## BEGIN DATA FOR PROCESSING

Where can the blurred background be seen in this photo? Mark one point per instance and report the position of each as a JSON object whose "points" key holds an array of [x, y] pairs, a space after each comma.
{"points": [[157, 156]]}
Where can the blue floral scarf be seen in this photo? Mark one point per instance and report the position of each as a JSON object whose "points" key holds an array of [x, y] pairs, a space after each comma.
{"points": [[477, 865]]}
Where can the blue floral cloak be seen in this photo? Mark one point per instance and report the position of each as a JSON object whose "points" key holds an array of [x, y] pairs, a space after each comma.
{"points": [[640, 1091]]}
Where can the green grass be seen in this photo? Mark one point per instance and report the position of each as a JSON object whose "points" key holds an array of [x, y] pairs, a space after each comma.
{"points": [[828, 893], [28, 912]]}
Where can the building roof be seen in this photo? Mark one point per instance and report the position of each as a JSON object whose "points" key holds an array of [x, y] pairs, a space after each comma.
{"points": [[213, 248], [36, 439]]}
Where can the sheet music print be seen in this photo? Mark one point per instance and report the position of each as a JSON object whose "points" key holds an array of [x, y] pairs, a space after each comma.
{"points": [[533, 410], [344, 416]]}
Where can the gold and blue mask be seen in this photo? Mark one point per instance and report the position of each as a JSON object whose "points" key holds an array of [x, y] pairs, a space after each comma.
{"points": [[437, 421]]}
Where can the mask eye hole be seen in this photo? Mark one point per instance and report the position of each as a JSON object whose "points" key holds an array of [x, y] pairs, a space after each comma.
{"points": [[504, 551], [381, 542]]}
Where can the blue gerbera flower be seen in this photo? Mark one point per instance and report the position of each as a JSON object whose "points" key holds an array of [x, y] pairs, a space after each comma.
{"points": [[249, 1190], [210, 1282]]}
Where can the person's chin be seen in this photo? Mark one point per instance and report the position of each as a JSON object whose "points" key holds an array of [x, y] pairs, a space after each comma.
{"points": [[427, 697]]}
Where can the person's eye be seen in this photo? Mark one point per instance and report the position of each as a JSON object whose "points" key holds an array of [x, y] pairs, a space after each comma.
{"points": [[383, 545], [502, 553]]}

## END DATA FOR PROCESSING

*WRITTEN REQUEST*: Give back all of the records above unchanged, line for line.

*RESPONSE*:
Where can the blurred background be seen in this photo? Mark one point per instance and report the position of each as a JSON object whose "points" key holds an array of [x, y] pairs, a space after each comma.
{"points": [[157, 156]]}
Where can the blue floral scarf be seen in this photo? Mark one point per instance and report the position of each as a JSON object whose "points" key holds an array of [x, y] pairs, a space after each comma.
{"points": [[477, 865]]}
Where can the blue floral cloak be seen in this photo? Mark one point per instance and report the position of each as a JSON object whose "points" key holds an array of [x, y] pairs, a space after each comma.
{"points": [[640, 1091]]}
Where can the green grass be seen in this photo? Mark one point per instance and report the position of each as a JSON object whose "points" key holds an array of [x, y] pairs, a space after each comma.
{"points": [[828, 893], [28, 912]]}
Where can the building roof be seen in this photo? Mark one point per instance and report the position of each as a JSON object whose "points" key holds an array of [x, y] pairs, a space after each comma.
{"points": [[213, 248], [36, 439]]}
Where can the sheet music print be seen in this photo? Mark one point per instance and report the position of each as a JSON object whose "points" key holds an array of [x, y] pairs, a space after each comma.
{"points": [[533, 410], [344, 416]]}
Where can the gold and blue mask be seen in this photo? Mark one point per instance and report the position of each as a JSON object whose "points" key holds an array of [x, y] pairs, a space after each comma.
{"points": [[437, 421]]}
Where can the mask eye hole be seen in this photo? Mark one point per instance and report the position of each as a JSON object whose "points" key holds an array of [x, y] pairs, a space after each comma.
{"points": [[504, 551], [381, 542]]}
Where can the blue gerbera flower be seen in this photo? Mark one point per instance and report the position of each as a JSON object whose "points" key holds an array of [x, y] pairs, a space after each comma.
{"points": [[249, 1190], [210, 1282]]}
Where can the person's chin be seen in this photo? Mark one point per instance and report the position of each as a JSON object whose "points" key holds an array of [x, y] pairs, a space after each comma.
{"points": [[427, 697]]}
Where can the person's eye be seen in this photo? Mark one point per instance and report the position of each as a JSON object whose "points" key holds an array of [x, y] pairs, a space after each comma.
{"points": [[383, 545], [502, 553]]}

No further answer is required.